House Intel chair left in dark on secret Iran talks
The chairman of the House Intelligence Committee expressed concern Monday that Congress was left in the dark about secret negotiations between the Obama administration and Iran.
Rep. Mike Rogers (R-Mich.) said he was never informed of talks that The Associated Press disclosed had been going on at high levels since early this year.
He said it adds a level of unnecessary suspicion to the initial nuclear deal reached over the weekend.
{mosads}“We have full access to every classified program, every covert action program, as we should in our role for oversight,” he said on CNN’s “The Situation Room.” “It was concerning that they didn’t believe it was important enough to do this. And that just raises questions about what — what did they prearrange prior to the P5-plus-1.
“This is why you don’t want to do this. It raises unnecessary suspicions about what was agreed to prior to the P5-plus-1,” he added.
After the deal was announced Saturday, the AP reported that the Obama administration had held at least five high-level meetings with Iranian diplomats since March. Mid-level U.S. officials had been in meetings going back to 2011 in Oman.
__________________________________________________
Carry the article above about the House Intelligence chairman and the secret Iran talks forward, starting right after its last sentence.

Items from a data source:
__________________________________________________
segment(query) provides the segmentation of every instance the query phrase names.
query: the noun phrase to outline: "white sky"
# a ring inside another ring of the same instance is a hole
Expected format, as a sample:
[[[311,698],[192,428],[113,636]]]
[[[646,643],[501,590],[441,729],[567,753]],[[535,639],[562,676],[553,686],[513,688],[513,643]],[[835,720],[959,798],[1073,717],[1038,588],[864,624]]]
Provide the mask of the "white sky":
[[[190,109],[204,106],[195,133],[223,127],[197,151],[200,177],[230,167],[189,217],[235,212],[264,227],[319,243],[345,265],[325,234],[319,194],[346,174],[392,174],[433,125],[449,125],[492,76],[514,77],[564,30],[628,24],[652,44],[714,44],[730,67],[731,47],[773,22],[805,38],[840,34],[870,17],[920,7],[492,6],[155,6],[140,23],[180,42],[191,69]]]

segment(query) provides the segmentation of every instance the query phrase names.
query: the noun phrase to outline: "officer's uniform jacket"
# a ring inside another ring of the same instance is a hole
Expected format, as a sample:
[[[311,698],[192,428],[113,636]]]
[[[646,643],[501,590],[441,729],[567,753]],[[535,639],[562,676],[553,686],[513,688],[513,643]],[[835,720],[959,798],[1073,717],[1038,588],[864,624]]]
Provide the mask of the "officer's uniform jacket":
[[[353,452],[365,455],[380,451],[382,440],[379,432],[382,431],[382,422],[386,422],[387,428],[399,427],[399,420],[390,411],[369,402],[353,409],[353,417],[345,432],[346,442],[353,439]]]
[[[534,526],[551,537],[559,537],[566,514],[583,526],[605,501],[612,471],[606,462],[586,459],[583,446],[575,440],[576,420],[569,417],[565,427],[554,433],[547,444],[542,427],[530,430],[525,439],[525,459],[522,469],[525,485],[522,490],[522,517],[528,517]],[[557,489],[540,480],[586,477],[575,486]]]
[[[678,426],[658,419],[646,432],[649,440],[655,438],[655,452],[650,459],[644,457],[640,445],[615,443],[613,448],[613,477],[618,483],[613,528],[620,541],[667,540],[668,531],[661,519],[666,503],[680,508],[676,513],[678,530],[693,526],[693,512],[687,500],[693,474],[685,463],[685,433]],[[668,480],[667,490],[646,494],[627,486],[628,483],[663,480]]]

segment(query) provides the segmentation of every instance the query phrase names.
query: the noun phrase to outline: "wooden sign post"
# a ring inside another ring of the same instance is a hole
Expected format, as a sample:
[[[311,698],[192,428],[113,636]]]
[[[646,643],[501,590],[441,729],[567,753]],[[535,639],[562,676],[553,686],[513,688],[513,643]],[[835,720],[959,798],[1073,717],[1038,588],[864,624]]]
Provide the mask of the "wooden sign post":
__________________________________________________
Final answer:
Rogers said he is under the impression that the Senate Intelligence Committee was also left in the dark.
“There was no formal notification, certainly that I received,” he said. “And my understanding is that neither did the Senate, which is concerning.”
President Obama first told Israeli Prime Minister Benjamin Netanyahu about the meetings during his trip here in late September. The United States’s other negotiating partners were alerted soon after that, according to the report.
Lawmakers from both parties have come out against the deal. Rogers, who also opposes the agreement, said opposition from Congress might be why the administration kept it a secret.
“A bipartisan group in Congress thinks this is a bad deal, which is apparently why they had secret meetings to talk about it, because most of the people who are concerned about it, including the neighbors of Iran who are most concerned, now don’t think it’s a good deal,” he said.
Obama has defined the six-month deal as a first step. The U.S. has agreed to lift some sanctions on Iran in exchange for the country temporarily freezing its nuclear program and submitting to inspections, among other things.
—This post was updated at 9 p.m.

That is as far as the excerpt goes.